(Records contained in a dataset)
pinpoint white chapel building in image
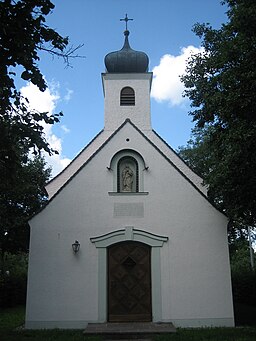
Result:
[26,30,234,329]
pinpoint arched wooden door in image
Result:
[108,241,152,322]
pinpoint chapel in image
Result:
[26,22,234,329]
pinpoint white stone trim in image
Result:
[90,226,168,323]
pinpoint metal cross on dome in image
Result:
[120,13,133,31]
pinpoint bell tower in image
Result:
[102,15,153,131]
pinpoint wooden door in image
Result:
[108,242,152,322]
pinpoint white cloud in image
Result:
[64,89,74,102]
[60,124,70,134]
[20,82,71,176]
[151,46,203,106]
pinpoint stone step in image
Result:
[84,322,176,340]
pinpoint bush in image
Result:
[0,253,28,307]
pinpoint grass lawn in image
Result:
[0,307,256,341]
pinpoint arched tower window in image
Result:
[120,86,135,105]
[117,156,139,193]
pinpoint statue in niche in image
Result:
[122,165,133,192]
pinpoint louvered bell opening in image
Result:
[120,87,135,105]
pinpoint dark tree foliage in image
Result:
[0,0,80,254]
[0,156,51,255]
[181,0,256,226]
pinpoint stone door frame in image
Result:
[90,226,168,323]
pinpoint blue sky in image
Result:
[19,0,226,175]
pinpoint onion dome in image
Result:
[105,30,149,73]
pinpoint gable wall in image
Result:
[27,125,232,326]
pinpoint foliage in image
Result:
[0,0,68,163]
[0,156,51,255]
[0,307,256,341]
[0,0,80,255]
[182,0,256,226]
[0,253,28,307]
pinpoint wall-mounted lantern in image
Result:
[72,240,80,253]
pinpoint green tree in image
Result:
[182,0,256,226]
[0,156,51,258]
[0,0,80,254]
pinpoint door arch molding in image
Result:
[90,226,168,323]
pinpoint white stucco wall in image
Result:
[102,72,152,131]
[26,123,233,328]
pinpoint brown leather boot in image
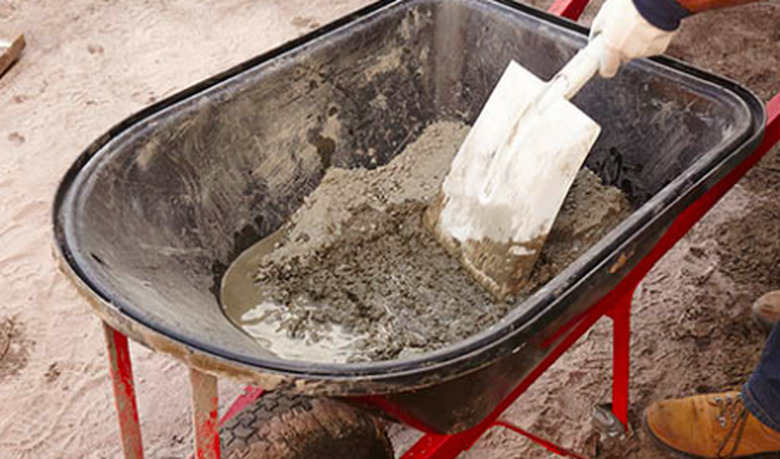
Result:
[645,392,780,458]
[753,290,780,330]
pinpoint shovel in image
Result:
[425,36,602,300]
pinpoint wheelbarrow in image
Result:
[54,0,780,458]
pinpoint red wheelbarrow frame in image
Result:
[104,0,780,459]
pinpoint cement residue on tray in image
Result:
[216,123,630,362]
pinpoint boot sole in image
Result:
[642,413,780,459]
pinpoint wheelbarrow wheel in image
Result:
[220,392,395,459]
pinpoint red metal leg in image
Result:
[103,322,144,459]
[547,0,589,21]
[607,289,634,430]
[190,368,220,459]
[219,386,263,425]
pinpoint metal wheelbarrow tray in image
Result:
[54,0,765,442]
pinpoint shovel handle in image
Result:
[544,35,604,105]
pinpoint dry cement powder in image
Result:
[216,122,631,362]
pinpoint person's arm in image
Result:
[591,0,753,78]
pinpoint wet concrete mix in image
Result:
[222,122,631,363]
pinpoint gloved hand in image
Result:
[590,0,690,78]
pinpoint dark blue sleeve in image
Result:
[634,0,693,32]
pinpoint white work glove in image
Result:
[590,0,675,78]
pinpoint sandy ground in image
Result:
[0,0,780,458]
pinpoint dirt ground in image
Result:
[0,0,780,458]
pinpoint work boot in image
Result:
[752,290,780,330]
[644,392,780,458]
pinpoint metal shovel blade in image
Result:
[425,62,601,299]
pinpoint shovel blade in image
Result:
[426,62,601,299]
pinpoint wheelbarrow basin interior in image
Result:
[54,0,763,431]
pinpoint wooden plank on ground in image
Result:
[0,35,24,77]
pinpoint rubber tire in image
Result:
[220,392,395,459]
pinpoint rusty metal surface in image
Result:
[54,0,763,430]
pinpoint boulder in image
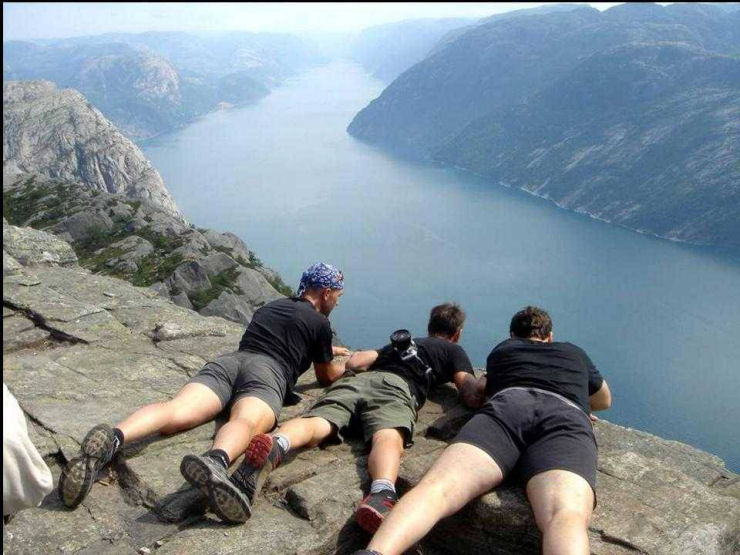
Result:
[236,267,283,307]
[3,224,77,268]
[203,229,249,262]
[165,260,211,293]
[198,291,254,326]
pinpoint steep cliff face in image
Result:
[3,236,740,555]
[433,43,740,248]
[3,174,291,324]
[348,4,740,248]
[3,33,319,140]
[3,81,182,218]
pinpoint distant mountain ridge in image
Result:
[348,4,740,247]
[3,81,184,220]
[3,33,322,140]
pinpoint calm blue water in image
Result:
[144,62,740,471]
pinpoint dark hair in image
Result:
[509,306,552,339]
[427,303,465,337]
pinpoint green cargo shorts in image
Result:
[303,371,416,447]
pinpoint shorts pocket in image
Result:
[383,376,417,416]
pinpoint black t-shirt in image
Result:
[486,337,604,413]
[369,337,473,408]
[239,298,333,392]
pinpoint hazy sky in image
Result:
[3,2,632,40]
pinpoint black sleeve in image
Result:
[445,343,473,381]
[311,320,334,363]
[581,350,604,396]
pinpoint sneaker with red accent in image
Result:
[231,434,285,503]
[355,489,398,534]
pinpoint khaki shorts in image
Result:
[303,371,416,447]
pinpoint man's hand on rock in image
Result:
[331,345,352,357]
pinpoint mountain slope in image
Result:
[3,33,319,139]
[348,4,740,248]
[3,81,182,218]
[350,18,474,83]
[348,4,740,157]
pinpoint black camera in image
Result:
[391,330,420,362]
[391,330,432,384]
[391,330,414,353]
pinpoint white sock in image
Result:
[370,480,396,493]
[272,434,290,453]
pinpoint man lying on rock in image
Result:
[357,306,611,555]
[220,304,485,532]
[59,263,349,523]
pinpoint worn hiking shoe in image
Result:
[180,455,252,524]
[57,424,118,509]
[231,434,285,503]
[355,489,398,534]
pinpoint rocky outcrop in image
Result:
[3,81,182,219]
[3,32,318,140]
[3,221,77,266]
[3,174,291,324]
[3,236,740,555]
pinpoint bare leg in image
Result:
[367,428,403,484]
[527,470,594,555]
[213,397,275,461]
[278,416,334,449]
[116,383,222,441]
[368,443,503,555]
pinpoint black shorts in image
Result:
[188,351,287,422]
[453,389,597,499]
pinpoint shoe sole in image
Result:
[244,434,274,468]
[180,455,252,524]
[355,505,385,534]
[58,424,115,509]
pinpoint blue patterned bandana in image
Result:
[296,262,344,297]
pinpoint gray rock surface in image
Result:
[3,81,182,218]
[3,223,77,269]
[3,244,740,555]
[3,174,290,324]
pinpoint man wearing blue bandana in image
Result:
[58,263,349,523]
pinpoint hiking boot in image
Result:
[231,434,285,503]
[180,455,252,524]
[355,489,398,534]
[57,424,118,509]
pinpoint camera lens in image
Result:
[391,330,411,351]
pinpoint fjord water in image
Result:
[144,62,740,471]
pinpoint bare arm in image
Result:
[313,360,346,386]
[452,372,486,408]
[347,351,378,372]
[588,380,612,410]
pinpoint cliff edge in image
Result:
[3,226,740,555]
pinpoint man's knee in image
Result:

**Task prompt:** Return the entries starting at the line containing "pinpoint sandy ground in image" and ending at the line containing "[54,0,763,430]", both included, and reproduce them without any change.

**Result:**
pinpoint sandy ground in image
Result:
[0,0,780,458]
pinpoint dirt ground in image
Result:
[0,0,780,458]
pinpoint work boot in image
Result:
[752,290,780,330]
[644,392,780,458]
pinpoint metal shovel blade in image
Result:
[425,62,601,299]
pinpoint shovel blade in image
Result:
[426,62,601,299]
pinpoint wheelbarrow basin interior in image
Result:
[54,0,763,431]
pinpoint wooden plank on ground in image
Result:
[0,35,24,77]
pinpoint rubber tire in image
Result:
[220,392,395,459]
pinpoint rusty metal surface in image
Result:
[54,0,763,430]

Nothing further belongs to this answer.